◆ Source excerpt
###
Keystore Mode Details

The keystore mode provides a secure way to manage private keys for blockchain submissions using the industry-standard EIP-2335 encryption format.

How it works:

  1. The deployment script validates that the keystore file exists and the password is provided
  2. The keystore file is securely uploaded to S3 in the environment bucket under keystores/ prefix
  3. Lambda functions are configured with the S3 location and password as encrypted environment variables
  4. During execution, the submit Lambda downloads the keys tore from S3 and uses it for blockchain submissions

Creating a Keystore File: You can create a keystore file using the Elephant CLI tool. For detailed instructions, refer to the Elephant CLI Encrypted JSON Keystore documentation.

Security considerations:

  • The keystore uses EIP-2335 standard encryption (PBKDF2 with SHA-256 for key derivation, AES-128-CTR for encryption)
###
◆ Set exercise
Write the next part of the keystore mode documentation, picking up right after its last bullet under "Security considerations".

◆ Collected data
###
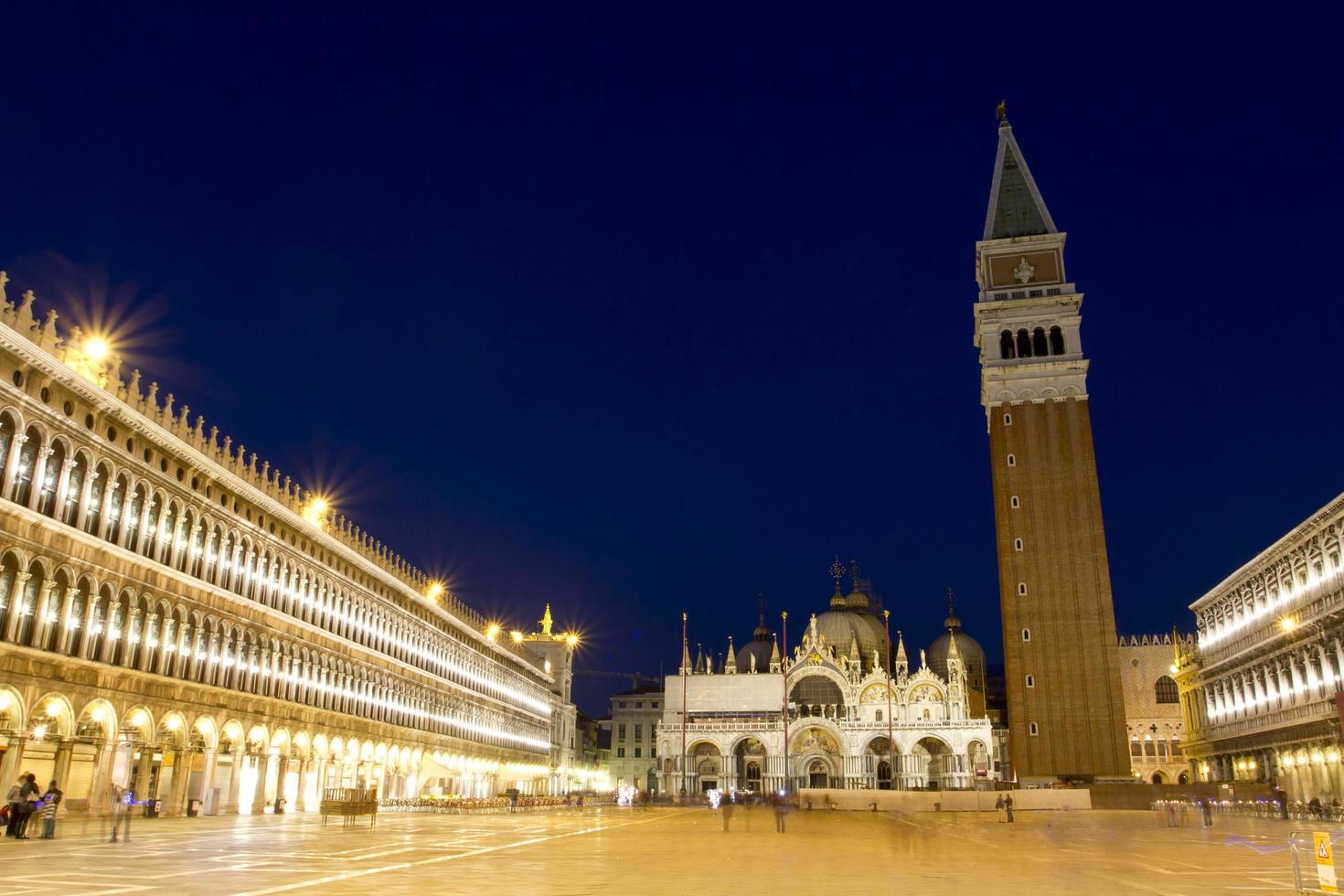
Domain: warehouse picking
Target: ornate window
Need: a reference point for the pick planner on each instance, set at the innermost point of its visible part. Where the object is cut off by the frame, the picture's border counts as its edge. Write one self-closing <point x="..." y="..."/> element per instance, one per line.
###
◆ Exercise answer
  • The keystore file is stored encrypted in S3 with versioning enabled for audit trails
  • The password is stored as an encrypted environment variable in Lambda
  • Lambda functions have minimal S3 permissions (read-only access to keystores only)
  • The keystore is only downloaded to Lambda's temporary storage during execution and is immediately cleaned up after use

Gas Price Configuration (Keystore Mode Only)

When using keystore mode (self-custodial oracles), you can dynamically configure gas prices via AWS Systems Manager Parameter Store. This allows you to adjust gas fees without redeploying your infrastructure, which is especially useful during periods of network congestion.

Important: This feature is only available for keystore mode. API mode (institutional oracles) gas prices are managed by Elephant.

Setting Up Gas Price Configuration

Use the set-gas-price.sh script to configure gas prices in SSM Parameter Store at /elephant-oracle-node/gas-price. The system supports three formats:

Option 1: EIP-1559 Format (Recommended)

Provides full control over base fee and priority fee:

./scripts/set-gas-price.sh --max-fee 50 --priority-fee 2
  • --max-fee: Maximum total fee per gas unit (in Gwei)
  • --priority-fee: Tip to miners/validators (in Gwei)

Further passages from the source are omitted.